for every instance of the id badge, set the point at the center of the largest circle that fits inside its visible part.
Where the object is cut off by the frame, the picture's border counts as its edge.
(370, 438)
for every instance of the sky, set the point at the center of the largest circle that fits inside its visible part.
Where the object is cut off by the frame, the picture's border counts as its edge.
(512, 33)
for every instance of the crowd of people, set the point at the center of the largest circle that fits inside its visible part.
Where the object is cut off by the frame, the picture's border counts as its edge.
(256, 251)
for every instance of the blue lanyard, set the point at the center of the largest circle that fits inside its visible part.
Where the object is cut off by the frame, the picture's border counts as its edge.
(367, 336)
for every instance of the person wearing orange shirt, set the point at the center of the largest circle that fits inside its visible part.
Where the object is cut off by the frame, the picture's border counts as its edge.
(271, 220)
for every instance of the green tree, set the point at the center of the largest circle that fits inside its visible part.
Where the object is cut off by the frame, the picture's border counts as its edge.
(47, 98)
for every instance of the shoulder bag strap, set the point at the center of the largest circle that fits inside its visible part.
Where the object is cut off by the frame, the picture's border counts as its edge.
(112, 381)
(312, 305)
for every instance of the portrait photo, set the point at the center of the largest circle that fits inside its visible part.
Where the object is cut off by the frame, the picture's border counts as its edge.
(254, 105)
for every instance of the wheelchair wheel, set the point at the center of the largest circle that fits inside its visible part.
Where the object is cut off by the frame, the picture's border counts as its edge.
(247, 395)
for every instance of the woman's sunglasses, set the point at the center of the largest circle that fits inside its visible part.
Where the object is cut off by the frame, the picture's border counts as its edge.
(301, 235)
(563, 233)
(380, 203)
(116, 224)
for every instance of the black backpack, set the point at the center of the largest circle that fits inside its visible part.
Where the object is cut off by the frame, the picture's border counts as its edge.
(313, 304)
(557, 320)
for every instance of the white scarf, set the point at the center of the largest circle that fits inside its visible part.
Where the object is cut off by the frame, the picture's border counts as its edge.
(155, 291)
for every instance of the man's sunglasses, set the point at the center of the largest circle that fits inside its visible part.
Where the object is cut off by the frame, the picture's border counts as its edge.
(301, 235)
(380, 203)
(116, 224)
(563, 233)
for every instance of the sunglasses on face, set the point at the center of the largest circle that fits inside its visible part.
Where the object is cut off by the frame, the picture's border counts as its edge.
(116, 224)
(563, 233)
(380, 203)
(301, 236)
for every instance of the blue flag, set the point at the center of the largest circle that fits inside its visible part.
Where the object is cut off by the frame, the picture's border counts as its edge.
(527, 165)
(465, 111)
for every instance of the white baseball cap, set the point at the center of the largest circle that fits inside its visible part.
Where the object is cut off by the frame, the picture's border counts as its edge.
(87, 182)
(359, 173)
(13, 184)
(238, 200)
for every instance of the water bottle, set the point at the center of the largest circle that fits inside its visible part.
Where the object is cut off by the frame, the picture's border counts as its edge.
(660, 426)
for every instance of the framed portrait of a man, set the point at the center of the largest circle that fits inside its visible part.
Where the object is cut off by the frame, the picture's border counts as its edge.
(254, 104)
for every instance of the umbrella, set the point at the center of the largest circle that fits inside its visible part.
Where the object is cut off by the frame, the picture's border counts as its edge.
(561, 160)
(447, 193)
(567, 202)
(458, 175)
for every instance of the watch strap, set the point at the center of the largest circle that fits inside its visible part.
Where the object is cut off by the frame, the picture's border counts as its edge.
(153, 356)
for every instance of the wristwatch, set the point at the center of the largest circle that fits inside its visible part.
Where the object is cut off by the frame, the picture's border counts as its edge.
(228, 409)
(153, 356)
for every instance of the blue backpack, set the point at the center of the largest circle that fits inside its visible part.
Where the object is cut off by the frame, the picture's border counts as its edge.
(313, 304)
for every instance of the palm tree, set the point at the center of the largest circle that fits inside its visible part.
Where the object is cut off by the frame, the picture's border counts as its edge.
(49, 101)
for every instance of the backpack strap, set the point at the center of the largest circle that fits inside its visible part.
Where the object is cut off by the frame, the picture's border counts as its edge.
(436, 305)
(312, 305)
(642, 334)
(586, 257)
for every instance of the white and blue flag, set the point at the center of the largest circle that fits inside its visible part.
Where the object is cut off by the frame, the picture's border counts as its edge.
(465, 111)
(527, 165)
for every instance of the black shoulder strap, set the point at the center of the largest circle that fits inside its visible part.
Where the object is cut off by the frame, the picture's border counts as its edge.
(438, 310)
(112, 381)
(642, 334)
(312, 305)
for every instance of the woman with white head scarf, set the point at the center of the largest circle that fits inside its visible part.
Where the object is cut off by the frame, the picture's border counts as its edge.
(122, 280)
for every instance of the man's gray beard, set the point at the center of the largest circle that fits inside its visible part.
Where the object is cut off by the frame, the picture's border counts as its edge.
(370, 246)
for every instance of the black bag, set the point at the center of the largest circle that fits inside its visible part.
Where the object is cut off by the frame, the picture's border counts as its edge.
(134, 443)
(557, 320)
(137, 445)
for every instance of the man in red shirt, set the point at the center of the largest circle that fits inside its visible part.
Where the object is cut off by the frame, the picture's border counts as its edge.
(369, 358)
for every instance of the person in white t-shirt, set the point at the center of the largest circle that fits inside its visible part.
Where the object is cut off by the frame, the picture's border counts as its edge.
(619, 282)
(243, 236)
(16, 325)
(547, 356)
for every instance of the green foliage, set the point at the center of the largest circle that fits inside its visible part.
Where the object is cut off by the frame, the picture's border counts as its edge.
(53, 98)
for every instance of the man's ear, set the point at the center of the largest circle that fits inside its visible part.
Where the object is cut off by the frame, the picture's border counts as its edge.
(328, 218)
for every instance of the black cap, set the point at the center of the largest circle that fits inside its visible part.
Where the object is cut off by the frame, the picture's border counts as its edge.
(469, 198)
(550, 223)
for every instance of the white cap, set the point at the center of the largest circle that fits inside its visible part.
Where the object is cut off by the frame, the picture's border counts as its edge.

---------------

Your instructions> Retype the records above in full, with no differences.

Your response>
for every instance of the id badge, set the point at the center of the largest circle that fits inside its visible part.
Where the object is cut off by the frame, the picture's border counts as its edge.
(370, 438)
for every instance of the sky, set the point at the center of the largest circle that fits inside its visible part.
Where the object is cut off by the frame, the picture's border counts as its edge.
(512, 33)
for every instance of the crowd of people, set the point at the center of the largest circle that fits inside its visible part.
Where the object is cut off by the frame, the picture's border counts as its edge.
(256, 251)
for every instance of the blue lanyard, set the point at the center of the largest circle that fits inside its visible part.
Where the object is cut off by the frame, the picture's border counts as its edge.
(367, 336)
for every instance of the person wearing orange shirt, set the point at the center of the largest circle that fits inside its visible part.
Where the object is cut off by the frame, the picture's border counts as its edge.
(271, 220)
for every instance of the green tree, set the point at the center of the largest circle that fits inside its visible part.
Where the object is cut off by the frame, the picture's border counts as its edge.
(47, 98)
for every instance of the shoulder bag strap, set the point at the center of the largest circle that fits inside its visible part.
Where the object is cut off by the frame, the picture's border counts as its edge.
(112, 381)
(312, 305)
for every instance of the portrait photo, set the point at the center of the largest circle that fits inside its visible part.
Where the object is cut off by the frame, the picture's border counts as its edge.
(254, 105)
for every instance of the wheelchair wheel, set the point at the center of the largest circle that fits inside its visible part.
Where the object is cut off by the frame, the picture's border counts as its edge.
(247, 395)
for every instance of the woman's sunglasses, set the point at the center of the largest circle that fits inside its visible part.
Where the object is cut off by the frame, the picture's border counts as its edge.
(301, 235)
(563, 233)
(380, 203)
(116, 224)
for every instance of the black backpack, set the point at the center of the largest circle that fits inside its visible part.
Where the object is cut off by the frame, the picture's border counts as its edge.
(313, 304)
(557, 320)
for every instance of the white scarf, set the point at the center of the largest circle that fits inside its visible part.
Where the object is cut off by the frame, the picture's border counts as its edge.
(155, 291)
for every instance of the man's sunglasses, set the point at the center of the largest circle that fits inside its visible part.
Where the object is cut off by the frame, the picture's border counts as its edge.
(301, 235)
(380, 203)
(116, 224)
(563, 233)
for every instance of the sunglasses on face, set the point at the center of the largest circle that fits inside its visible part.
Where the object is cut off by the frame, the picture's border counts as its edge.
(116, 224)
(563, 233)
(380, 203)
(301, 236)
for every instance of the blue flag, set the point at the center of the largest circle that fits inside its visible part.
Where the object is cut off by the frame, the picture's border counts as its edge.
(527, 165)
(465, 111)
for every instance of the white baseball cap, set the point at the center of the largest circle that fits inside its visible part.
Where the object is cut off by the frame, the picture's border counts as its edge.
(87, 182)
(359, 173)
(13, 184)
(238, 200)
for every instance of the water bottle, set the point at the center of the largest circle that fits inside its visible part.
Where the object is cut off by the frame, the picture's border counts as its edge.
(660, 426)
for every instance of the framed portrait of a man, set the point at the center of the largest circle that fits inside its visible part.
Where the object is cut off by the frame, the picture's border counts as its edge.
(254, 104)
for every instance of the umbrella, set the point at the center of the largest circle that fits inside its visible part.
Where the object is cut off by the frame, the picture's border counts as its edge.
(561, 160)
(447, 193)
(567, 202)
(458, 175)
for every instance of the watch strap, set the point at the center of the largest circle that fits inside its visible part.
Where the object is cut off by the frame, the picture's border counts as its edge.
(153, 356)
for every instance of the wristwatch, set the point at the center of the largest circle that fits inside its visible part.
Where the object is cut off by the frame, the picture's border counts as its edge.
(228, 409)
(153, 356)
for every instance of the blue backpack, set the point at the center of the largest circle that fits inside its visible part.
Where the object is cut off by the frame, the picture's border counts as its edge.
(313, 304)
for every instance of the palm tree, set the point at the center of the largest circle that fits inside its visible part.
Where the object is cut off by the frame, the picture's border counts as its edge.
(49, 101)
for every instance of the backpack strap, set the point at the center of the largest circle that fits inside its visible part.
Where the object is cut off by the frame, the picture's border counts as its edge.
(436, 305)
(312, 305)
(642, 334)
(586, 257)
for every instance of the white and blue flag, set the point at the center of the largest circle that fits inside its visible part.
Where the object is cut off by the frame, the picture's border counts as its edge.
(465, 111)
(527, 165)
for every instance of the black shoulder strap, set the point at the center of the largest circle that fits inside its visible part.
Where the object is cut off by the frame, the picture's border counts as its edge.
(438, 310)
(112, 381)
(642, 334)
(312, 305)
for every instance of the woman with white head scarf, set the point at the center of the largest circle that fits inside its visible part.
Where the object is cut off by the frame, the picture's border counts as its edge.
(122, 280)
for every instance of the man's gray beard, set the point at the center of the largest circle that fits inside its visible part.
Where the object is cut off by the frame, the picture's border counts as its edge.
(370, 246)
for every instance of the black bag, set the point at the center of the largest circle that fits inside its visible part.
Where the object is cut off by the frame, the picture's border counts as its edge.
(134, 443)
(557, 320)
(137, 445)
for every instance of the man in red shirt, set the point at the center of the largest circle that fits inside its visible part.
Where the object is cut off by the frame, the picture's border counts as its edge.
(369, 358)
for every instance of the person in white t-shirt, set the point at the center of the largest circle that fits inside its visible part.
Where the object is cut off by the frame, the picture's border counts as its edge.
(619, 282)
(243, 236)
(16, 325)
(547, 356)
for every instance of the green foliage, set the point at the center of the largest circle that fits inside its visible part.
Where the object is cut off by the frame, the picture's border counts as its edge.
(53, 98)
for every instance of the man's ear, set the point at the center of the largest circle that fits inside its visible part.
Where the object is cut off by the frame, the picture's border counts as its edge.
(328, 218)
for every instance of the black cap, set the point at the center of the largest circle that fits inside its visible part.
Where the object is cut off by the frame, the picture's border counts as its edge.
(469, 198)
(550, 223)
for every instance of the white cap, set the point at the center of the largest circle that fits inside its visible part.
Where the object is cut off by the frame, the picture's border counts as its edge.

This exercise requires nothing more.